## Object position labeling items

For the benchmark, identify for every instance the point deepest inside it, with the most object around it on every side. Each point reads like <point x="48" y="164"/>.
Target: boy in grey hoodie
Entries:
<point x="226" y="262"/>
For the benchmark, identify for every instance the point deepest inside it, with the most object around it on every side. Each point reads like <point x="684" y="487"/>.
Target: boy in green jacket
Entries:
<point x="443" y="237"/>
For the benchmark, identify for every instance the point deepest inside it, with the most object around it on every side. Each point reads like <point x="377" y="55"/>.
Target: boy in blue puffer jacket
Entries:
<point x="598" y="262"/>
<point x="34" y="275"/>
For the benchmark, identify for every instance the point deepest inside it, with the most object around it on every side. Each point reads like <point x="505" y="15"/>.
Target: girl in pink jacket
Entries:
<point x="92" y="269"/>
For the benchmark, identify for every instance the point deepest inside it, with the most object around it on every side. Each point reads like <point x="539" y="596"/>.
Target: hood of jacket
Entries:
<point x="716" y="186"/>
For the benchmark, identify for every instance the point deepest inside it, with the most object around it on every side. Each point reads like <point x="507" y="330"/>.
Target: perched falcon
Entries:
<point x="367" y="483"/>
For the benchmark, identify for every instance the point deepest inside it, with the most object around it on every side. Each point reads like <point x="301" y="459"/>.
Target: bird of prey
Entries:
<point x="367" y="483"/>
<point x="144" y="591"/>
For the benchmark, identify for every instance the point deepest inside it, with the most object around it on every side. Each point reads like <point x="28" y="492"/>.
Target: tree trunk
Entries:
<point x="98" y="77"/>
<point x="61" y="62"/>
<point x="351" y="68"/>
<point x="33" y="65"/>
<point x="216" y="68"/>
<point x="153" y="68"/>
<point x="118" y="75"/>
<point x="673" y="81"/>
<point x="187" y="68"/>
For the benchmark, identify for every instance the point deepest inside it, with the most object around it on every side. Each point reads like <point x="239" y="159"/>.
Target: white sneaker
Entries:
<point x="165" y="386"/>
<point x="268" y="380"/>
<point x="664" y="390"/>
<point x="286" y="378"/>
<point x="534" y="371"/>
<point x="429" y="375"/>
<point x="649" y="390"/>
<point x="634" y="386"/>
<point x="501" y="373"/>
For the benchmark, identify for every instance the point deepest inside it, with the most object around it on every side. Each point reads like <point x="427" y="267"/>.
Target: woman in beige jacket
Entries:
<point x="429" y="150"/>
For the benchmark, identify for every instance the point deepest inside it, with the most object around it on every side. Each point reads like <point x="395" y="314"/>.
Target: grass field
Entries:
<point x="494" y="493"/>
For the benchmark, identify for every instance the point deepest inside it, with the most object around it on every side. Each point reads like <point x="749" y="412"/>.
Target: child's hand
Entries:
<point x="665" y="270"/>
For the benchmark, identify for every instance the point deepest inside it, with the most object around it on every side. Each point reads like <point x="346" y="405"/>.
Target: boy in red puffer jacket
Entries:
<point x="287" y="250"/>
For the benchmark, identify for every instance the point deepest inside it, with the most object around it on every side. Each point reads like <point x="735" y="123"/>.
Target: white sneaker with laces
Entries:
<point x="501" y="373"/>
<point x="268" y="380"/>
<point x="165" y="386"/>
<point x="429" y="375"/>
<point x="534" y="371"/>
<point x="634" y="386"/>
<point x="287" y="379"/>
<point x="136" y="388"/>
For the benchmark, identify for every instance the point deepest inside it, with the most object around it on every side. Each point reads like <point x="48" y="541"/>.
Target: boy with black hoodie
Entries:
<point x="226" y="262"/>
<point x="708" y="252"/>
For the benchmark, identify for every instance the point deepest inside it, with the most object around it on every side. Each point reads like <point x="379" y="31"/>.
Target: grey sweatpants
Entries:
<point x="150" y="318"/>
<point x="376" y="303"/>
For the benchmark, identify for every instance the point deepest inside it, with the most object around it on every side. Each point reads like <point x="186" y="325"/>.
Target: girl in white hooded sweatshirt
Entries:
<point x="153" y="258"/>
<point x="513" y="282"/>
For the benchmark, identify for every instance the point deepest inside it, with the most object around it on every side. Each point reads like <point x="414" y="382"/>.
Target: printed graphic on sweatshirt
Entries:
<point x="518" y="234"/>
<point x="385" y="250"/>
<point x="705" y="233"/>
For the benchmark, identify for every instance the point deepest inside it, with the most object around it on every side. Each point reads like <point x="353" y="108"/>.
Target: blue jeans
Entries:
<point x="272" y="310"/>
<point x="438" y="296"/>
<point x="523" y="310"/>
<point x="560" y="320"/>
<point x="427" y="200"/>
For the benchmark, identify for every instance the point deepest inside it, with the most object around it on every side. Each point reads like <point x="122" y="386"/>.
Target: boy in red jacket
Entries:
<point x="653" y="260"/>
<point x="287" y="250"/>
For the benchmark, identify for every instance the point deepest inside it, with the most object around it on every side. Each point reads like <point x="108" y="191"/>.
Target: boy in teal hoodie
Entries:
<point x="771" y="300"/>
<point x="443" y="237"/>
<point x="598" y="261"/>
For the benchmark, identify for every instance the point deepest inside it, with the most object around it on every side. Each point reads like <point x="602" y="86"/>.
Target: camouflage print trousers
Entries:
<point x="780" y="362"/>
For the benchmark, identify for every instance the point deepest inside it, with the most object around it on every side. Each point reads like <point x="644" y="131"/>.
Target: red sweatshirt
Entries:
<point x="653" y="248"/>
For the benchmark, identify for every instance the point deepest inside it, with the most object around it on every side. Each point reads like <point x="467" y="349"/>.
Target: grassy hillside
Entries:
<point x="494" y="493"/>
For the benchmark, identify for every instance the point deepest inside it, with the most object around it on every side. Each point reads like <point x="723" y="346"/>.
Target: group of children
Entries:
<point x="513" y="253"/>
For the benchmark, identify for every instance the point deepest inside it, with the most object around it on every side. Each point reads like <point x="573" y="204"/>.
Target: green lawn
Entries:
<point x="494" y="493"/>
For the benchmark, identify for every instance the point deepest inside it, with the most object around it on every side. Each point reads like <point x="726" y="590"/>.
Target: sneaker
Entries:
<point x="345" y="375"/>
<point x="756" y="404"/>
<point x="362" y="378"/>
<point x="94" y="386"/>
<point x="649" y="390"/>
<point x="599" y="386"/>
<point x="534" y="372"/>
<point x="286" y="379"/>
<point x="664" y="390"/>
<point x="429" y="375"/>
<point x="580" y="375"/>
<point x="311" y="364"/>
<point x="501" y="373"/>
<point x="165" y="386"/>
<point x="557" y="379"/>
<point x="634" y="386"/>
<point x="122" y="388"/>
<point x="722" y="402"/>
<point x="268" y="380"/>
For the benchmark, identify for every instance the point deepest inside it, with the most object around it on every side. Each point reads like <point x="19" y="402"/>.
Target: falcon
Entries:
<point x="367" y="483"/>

## Given problem
Which lines of the items above contain the word "girl"? Extract each of them in full.

## Result of this exercise
Target: girl in pink jacket
Target: girl in white hooded sweatshirt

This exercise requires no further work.